- [Lista de tareas]
(1) Vuelve a escribir, sin cambiar nada, el pasaje del poema sobre los conceptos que empieza en las palabras que incluyen "Que se golpeen." y termina después de "y se atraganten.".
(2) Prosigue el poema sobre los conceptos a partir del último verso que aparece.

- [Fragmento del texto]
=-=-=-=-=
Nota: Feliz cumple a Dai, la que creo fue la primera amiga que técnicamente vi antes de empezar las clases en febrero del año pasado y al día de hoy sigue invitándome a tomar una cerveza a la placita. 




viernes, 18 de noviembre de 2011

Barbaridades (en tono de Trabajo Final)



Que se escriban solos los conceptos, 
que se embarren, que se estiren, que se toquen.
Que se mezclen y se anuden, que se rompan, 
que transpiren, 
que sangren.


Que se golpeen. Que se tiren de los pelos. 
Que se retuerzan: 
Freud, Castoriadis, su señora esposa y los enunciados identificatorios;
que festejen, que se alcoholicen, que se desnuden.


Que se enfunden en alfombras tibias. Que se mojen. Que se muerdan.
Que brinden, que sigan bebiendo y se atraganten.
Que se griten. Que se escupan.
Que apaguen algunas velas, y que jueguen con las que quedan encendidas,
que dejen caer la cera ardiente sobre sus agotados cuerpos 
y aúllen como perros.
=-=-=-=-=
- [Extracto de datos]
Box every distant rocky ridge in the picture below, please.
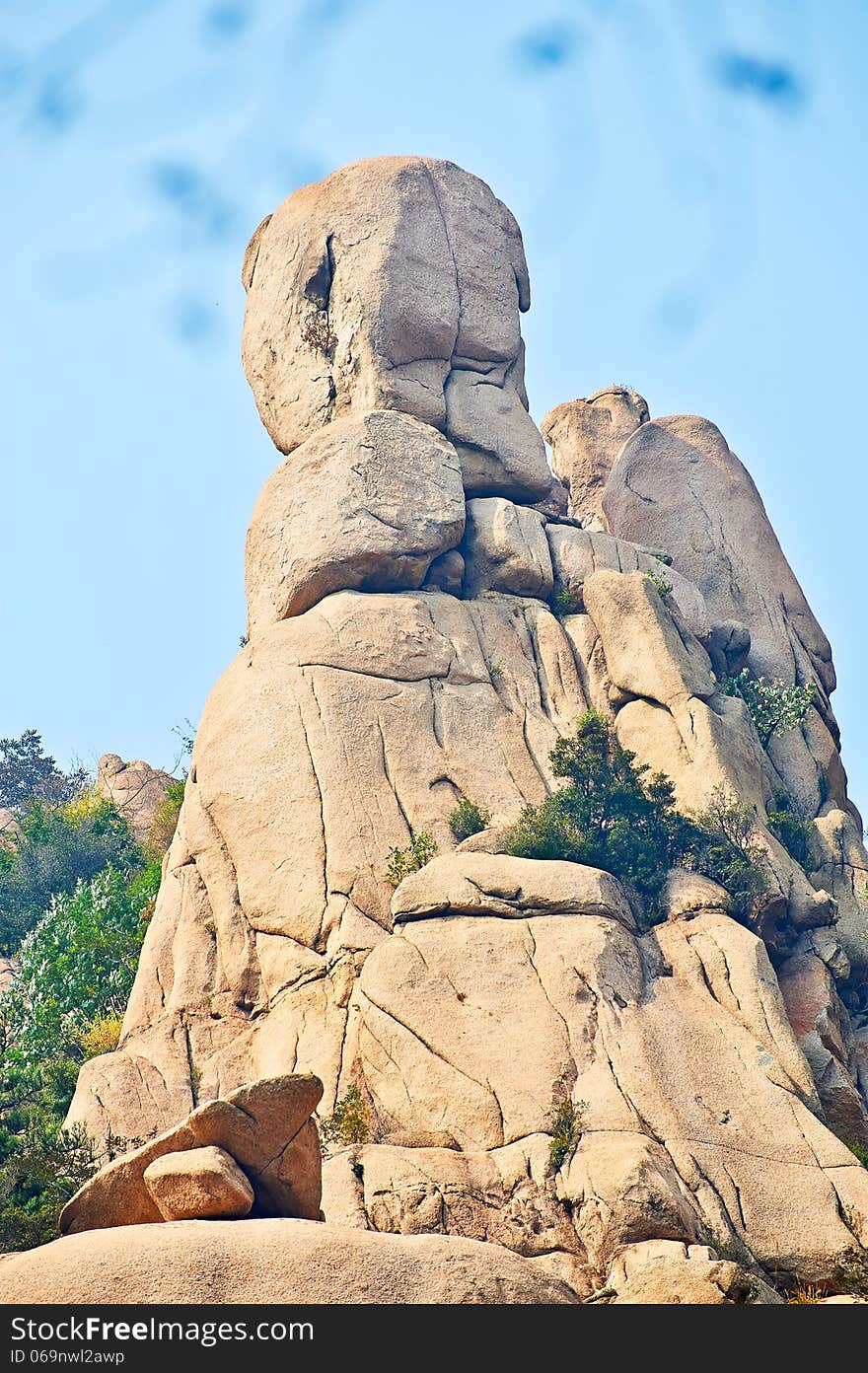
=-=-=-=-=
- [Lista de respuestas]
(1)
Que se golpeen. Que se tiren de los pelos. 
Que se retuerzan: 
Freud, Castoriadis, su señora esposa y los enunciados identificatorios;
que festejen, que se alcoholicen, que se desnuden.


Que se enfunden en alfombras tibias. Que se mojen. Que se muerdan.
Que brinden, que sigan bebiendo y se atraganten.

(2)
Que agoten sus gargantas en carcajadas oscuras, y se burlen. 


Que vomiten.


Las salivas mezcladas, los conceptos, los autores, 
el mundo, el hoy y el antes de ayer, que se fundan, todos,
en una bilis catártica 


e inunden, sin hedor ni pelusas de tiempo,


cada virginal hoja de word,
                                              tamaño 11, interlineado 1.5




Y vuelvan a morir.




                                     A.V.  escribiendo#trabajodePsicología
                                                                                           18/11/11


¿Qué? ¿A caso no le llaman a ésto "sublimar"?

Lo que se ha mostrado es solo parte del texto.